The number of homicides in Calgary has been trending upward over the years, but so has the city’s population. However, the city’s homicide rate — the number of people killed per capita — has fluctuated over the years and is currently below historic highs.

Using statistics from the Herald’s database and the municipal census, the homicide rate for 2014, when there were 32 reported killings, was 2.68 per 100,000 people. But in 1992, the city recorded 31 homicides at a time when the population was just over 717,000, for a rate of 4.32 homicides per 100,000 people — the highest it has been in the past quarter century.

During the period studied by the Herald, the homicide rate has risen and fallen around a median of 2.15 per 100,000. In 2008, with a war between the FOB and FOB Killers gangs at its height, the city had a record number of homicides — 34 — but the rate worked out to 3.26 per 100,000. As recently as 2011, the homicide rate ebbed to 1 per 100,000, with 11 homicides that year.

2014 homicide rate by city, comparing Calgary to Canadian and American cities.

Gang violence has been responsible for many of the homicides this year, and the spike of shooting deaths associated with it always raises the risk a bystander will be killed or injured along with (or instead of) the intended target. But even with that troubling caveat, Chisholm contends Calgary remains a safe city.

“People who aren’t involved in that world, really for the most part, don’t have to be worried,” he said. “We’re obviously alive to the fact that some of these situations don’t happen in isolation and we’re always fearful for the possibility that someone innocent comes into harm’s way.”

While some crime trends, such as gang-related homicides, have fluctuated, others have remained constant since 1990. Most victims are men: just over 70 per cent. Likewise, men make up the majority of perpetrators or suspects: males were identified as the killer or accused of the crime in 89 per cent of cases considered solved.

Cleared homicide cases, in which police have laid charges or identified the perpetrator through other means, also show the majority of homicides occurred between people who knew each other. Random killings, such as the rape and murder of Arcelie Laoagan as she walked from a northeast Calgary LRT station in 2008, are rare, which is why people remember them so many years later.

Parts of the exercise ::
A. According to the Calgary homicide text, what was the city's homicide rate in 1992?
B. Please extend the Calgary homicide text beyond its final sentence, keeping to its subject and tone.
You won't need the data that comes after the Calgary homicide text.

Information given ::
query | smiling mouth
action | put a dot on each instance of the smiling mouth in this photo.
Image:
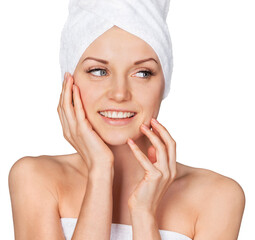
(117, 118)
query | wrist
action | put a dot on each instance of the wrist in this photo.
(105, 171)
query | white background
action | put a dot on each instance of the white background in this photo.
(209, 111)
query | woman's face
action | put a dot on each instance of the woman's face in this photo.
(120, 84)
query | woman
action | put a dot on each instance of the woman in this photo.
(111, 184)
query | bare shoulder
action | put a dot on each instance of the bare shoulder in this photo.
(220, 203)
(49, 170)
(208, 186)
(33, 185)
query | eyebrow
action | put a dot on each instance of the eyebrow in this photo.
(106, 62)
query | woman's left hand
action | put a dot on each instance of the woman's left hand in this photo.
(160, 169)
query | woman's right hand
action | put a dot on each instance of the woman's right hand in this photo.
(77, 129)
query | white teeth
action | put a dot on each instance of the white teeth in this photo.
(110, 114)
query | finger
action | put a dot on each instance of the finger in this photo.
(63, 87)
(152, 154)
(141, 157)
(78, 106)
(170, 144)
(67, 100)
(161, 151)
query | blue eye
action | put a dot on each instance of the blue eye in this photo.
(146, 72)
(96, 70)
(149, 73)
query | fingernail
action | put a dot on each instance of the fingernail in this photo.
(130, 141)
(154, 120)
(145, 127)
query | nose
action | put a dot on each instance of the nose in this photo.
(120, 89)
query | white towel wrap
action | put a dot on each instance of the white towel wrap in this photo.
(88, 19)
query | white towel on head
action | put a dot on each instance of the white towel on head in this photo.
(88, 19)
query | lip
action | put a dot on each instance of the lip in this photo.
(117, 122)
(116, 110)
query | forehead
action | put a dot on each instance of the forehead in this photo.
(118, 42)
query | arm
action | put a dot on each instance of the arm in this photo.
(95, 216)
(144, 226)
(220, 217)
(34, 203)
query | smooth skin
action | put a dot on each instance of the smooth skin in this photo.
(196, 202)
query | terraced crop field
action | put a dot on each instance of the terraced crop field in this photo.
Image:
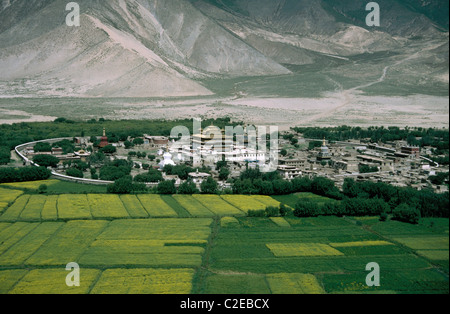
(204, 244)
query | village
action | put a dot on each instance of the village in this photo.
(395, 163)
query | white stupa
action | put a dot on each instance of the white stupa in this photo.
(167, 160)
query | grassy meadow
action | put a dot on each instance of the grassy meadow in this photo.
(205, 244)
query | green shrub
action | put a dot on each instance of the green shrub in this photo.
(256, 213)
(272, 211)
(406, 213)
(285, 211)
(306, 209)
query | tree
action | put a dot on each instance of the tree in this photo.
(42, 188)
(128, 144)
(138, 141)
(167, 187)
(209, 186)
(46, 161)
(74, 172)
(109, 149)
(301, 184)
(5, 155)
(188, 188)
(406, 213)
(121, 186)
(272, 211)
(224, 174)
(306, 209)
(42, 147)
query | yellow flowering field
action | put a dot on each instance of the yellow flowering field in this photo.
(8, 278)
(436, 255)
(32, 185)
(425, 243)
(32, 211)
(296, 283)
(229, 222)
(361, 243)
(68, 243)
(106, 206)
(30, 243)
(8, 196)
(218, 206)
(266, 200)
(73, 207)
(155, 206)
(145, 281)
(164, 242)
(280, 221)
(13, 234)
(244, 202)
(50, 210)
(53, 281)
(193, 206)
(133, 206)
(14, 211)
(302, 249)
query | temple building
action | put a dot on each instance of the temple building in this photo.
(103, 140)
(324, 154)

Results for each task ::
A. 4.32 homicides per 100,000 people

B.
“Very few homicides fall into the predatory category,” said Patrick Baillie, a Calgary forensic psychologist.

That should allay the fears of rattled neighbours when a killing happens nearby. Chances are, the crime happened between people who knew each other, under a specific set of circumstances that mixed to create a violent situation.

“There must have been, on an internal level, something that this person was thinking about or reacting to emotionally … that allowed the individual to cross the line and do something that has very obvious legal consequences.”

Those kinds of situations can often be unpredictable, but police and the social service sector have expended considerable effort over the years to intervene in conflicts before they escalate to violence or turn deadly. Specialized teams of police officers and social workers refer troubled families to counselling and other resources, while the domestic conflict unit handles higher risk cases, laying charges against the perpetrators and providing protection to victims. A specialized domestic violence court aims to curb relapses by referring some offenders to treatment.

Number of killings in Calgary’s quadrants since 1990

Number of murders in each quadrant in Calgary since 1990.

 

Despite the considerable evolution in how police and their social agency partners respond to domestic violence, it remains a persistent problem. In the past five years, 16 per cent of cases where the motive is known involve a spouse, intimate partner or former partner who committed the crime or is accused of it — though the current rate is lower than in the 1990s, when domestic homicides made up more than 20 per cent of the total.

“The domestic conflict unit is absolutely crucial in stemming violence (before) it gets to a point where it leads to homicide. Yes, there are situations that end up in homicide, but without the domestic conflict unit, there would be a lot more,” Chisholm said.

For many homicide victims, the home was a dangerous place. For some, however, the streets proved deadly. As in other parts of the country, vulnerable women have disappeared from the streets and been killed. Many were addicted to drugs and sold sex to feed that addiction or to survive. Living on the streets likely made them targets of predators and has also made it more difficult to bring their killers to justice.

While Calgary police have cleared 82 per cent of the homicides that have occurred since 1990, authorities have not convicted anyone in the killings of several women who disappeared from city streets between 1990 and 1993 and whose bodies were later found in remote areas.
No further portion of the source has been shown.